WHAT YOU NEED TO DO »
Whenever a line in the records below holds the string "coat", copy it out.

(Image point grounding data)
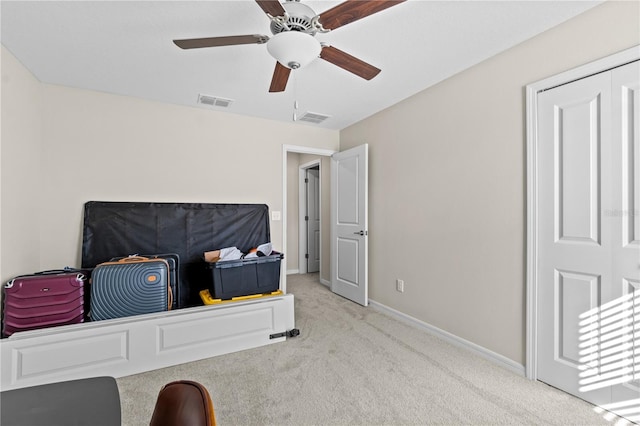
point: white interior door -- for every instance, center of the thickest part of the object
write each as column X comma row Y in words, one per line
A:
column 313, row 219
column 588, row 259
column 349, row 216
column 625, row 216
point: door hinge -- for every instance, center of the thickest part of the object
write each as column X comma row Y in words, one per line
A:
column 289, row 333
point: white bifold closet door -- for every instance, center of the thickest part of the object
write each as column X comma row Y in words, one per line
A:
column 589, row 239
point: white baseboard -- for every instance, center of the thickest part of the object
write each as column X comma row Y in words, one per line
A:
column 501, row 360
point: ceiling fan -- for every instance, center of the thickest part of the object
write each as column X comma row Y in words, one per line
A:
column 293, row 44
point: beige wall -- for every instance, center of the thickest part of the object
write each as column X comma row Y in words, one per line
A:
column 99, row 146
column 20, row 169
column 447, row 184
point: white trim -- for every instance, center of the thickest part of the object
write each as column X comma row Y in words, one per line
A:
column 532, row 90
column 485, row 353
column 300, row 150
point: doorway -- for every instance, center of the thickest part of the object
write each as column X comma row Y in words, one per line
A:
column 310, row 217
column 295, row 160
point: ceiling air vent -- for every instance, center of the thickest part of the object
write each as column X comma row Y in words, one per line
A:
column 313, row 117
column 214, row 101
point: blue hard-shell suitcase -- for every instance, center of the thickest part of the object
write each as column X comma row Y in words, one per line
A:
column 128, row 287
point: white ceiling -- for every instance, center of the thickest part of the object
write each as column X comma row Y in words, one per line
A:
column 125, row 47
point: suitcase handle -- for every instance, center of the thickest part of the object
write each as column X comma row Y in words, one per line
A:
column 132, row 258
column 80, row 276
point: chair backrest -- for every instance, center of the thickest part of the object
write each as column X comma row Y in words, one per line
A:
column 183, row 403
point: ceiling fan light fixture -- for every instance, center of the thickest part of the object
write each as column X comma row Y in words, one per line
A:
column 294, row 49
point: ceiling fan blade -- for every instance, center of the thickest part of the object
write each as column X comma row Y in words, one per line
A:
column 271, row 7
column 349, row 63
column 352, row 10
column 280, row 78
column 194, row 43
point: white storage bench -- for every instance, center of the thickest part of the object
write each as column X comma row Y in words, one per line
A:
column 132, row 345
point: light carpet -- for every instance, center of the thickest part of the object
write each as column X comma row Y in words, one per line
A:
column 357, row 366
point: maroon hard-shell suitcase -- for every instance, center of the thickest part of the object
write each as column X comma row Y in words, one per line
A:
column 44, row 299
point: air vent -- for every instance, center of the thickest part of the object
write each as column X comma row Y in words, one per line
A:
column 214, row 101
column 313, row 117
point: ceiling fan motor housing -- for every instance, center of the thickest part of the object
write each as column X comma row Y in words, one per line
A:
column 299, row 17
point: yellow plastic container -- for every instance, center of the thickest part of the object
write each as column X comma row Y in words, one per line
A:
column 205, row 295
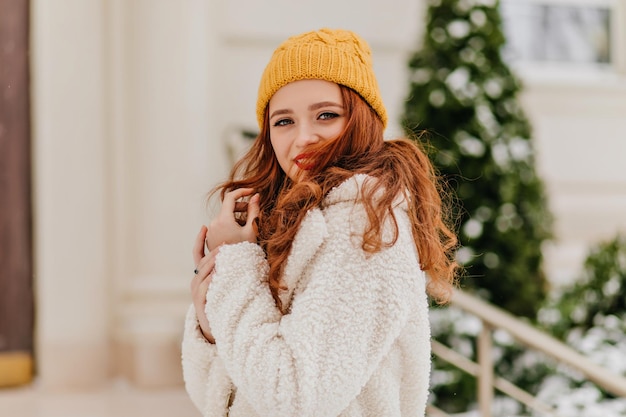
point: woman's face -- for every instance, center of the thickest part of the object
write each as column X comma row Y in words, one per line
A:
column 300, row 114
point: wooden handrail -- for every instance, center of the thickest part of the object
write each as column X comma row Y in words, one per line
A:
column 495, row 318
column 531, row 337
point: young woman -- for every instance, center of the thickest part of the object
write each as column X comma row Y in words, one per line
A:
column 310, row 298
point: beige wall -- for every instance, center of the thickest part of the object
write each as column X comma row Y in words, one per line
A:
column 133, row 101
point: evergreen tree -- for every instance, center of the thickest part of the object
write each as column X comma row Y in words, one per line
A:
column 465, row 97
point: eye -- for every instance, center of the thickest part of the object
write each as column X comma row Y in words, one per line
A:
column 283, row 122
column 328, row 115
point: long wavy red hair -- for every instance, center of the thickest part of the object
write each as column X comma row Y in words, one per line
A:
column 399, row 166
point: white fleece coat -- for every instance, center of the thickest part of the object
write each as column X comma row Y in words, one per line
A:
column 355, row 340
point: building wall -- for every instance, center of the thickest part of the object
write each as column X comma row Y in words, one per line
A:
column 134, row 103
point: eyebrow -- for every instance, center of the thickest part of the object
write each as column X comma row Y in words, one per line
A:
column 313, row 106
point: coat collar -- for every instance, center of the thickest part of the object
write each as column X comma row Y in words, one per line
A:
column 313, row 231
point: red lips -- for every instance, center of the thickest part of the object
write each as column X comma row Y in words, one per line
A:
column 304, row 161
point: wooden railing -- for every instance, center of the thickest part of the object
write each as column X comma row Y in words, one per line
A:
column 494, row 318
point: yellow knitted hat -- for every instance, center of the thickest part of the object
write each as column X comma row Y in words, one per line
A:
column 339, row 56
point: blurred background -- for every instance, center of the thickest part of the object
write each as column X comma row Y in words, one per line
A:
column 117, row 117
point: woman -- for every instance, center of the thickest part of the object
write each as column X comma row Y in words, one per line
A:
column 311, row 298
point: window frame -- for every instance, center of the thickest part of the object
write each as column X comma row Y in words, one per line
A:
column 614, row 69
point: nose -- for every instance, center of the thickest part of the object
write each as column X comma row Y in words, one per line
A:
column 306, row 135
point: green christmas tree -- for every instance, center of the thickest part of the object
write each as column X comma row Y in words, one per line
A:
column 464, row 96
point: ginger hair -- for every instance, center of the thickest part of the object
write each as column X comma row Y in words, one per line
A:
column 399, row 167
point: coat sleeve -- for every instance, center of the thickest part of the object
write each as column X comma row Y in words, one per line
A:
column 314, row 360
column 206, row 380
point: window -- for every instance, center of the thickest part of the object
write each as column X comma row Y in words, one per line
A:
column 561, row 32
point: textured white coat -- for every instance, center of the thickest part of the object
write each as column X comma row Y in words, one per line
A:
column 355, row 338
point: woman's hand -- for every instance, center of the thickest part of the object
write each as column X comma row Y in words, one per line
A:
column 228, row 227
column 205, row 263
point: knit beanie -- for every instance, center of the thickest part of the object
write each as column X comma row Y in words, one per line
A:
column 338, row 56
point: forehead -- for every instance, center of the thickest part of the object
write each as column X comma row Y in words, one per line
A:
column 306, row 92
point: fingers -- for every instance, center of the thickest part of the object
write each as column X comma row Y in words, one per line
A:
column 253, row 210
column 198, row 247
column 204, row 270
column 230, row 199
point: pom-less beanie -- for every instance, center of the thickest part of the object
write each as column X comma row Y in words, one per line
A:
column 338, row 56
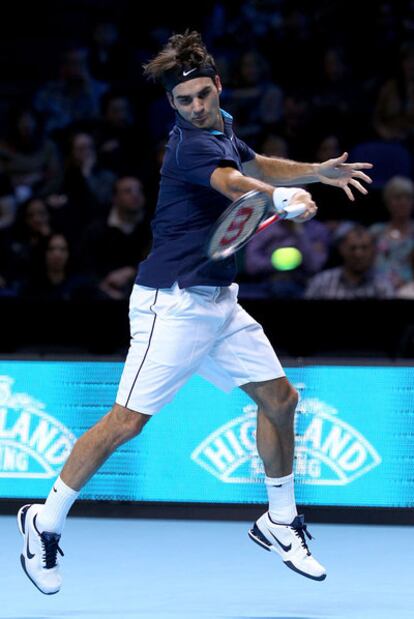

EXERCISE RESULT »
point: white fleece coat -- for every instance, center of the thickest part of the object
point: coat collar -- for every instance, center of the thickest part of the object
point: coat sleeve -- for every instance, center of the thickest part of the object
point: textured white coat -- for every instance, center of the thickest part of the object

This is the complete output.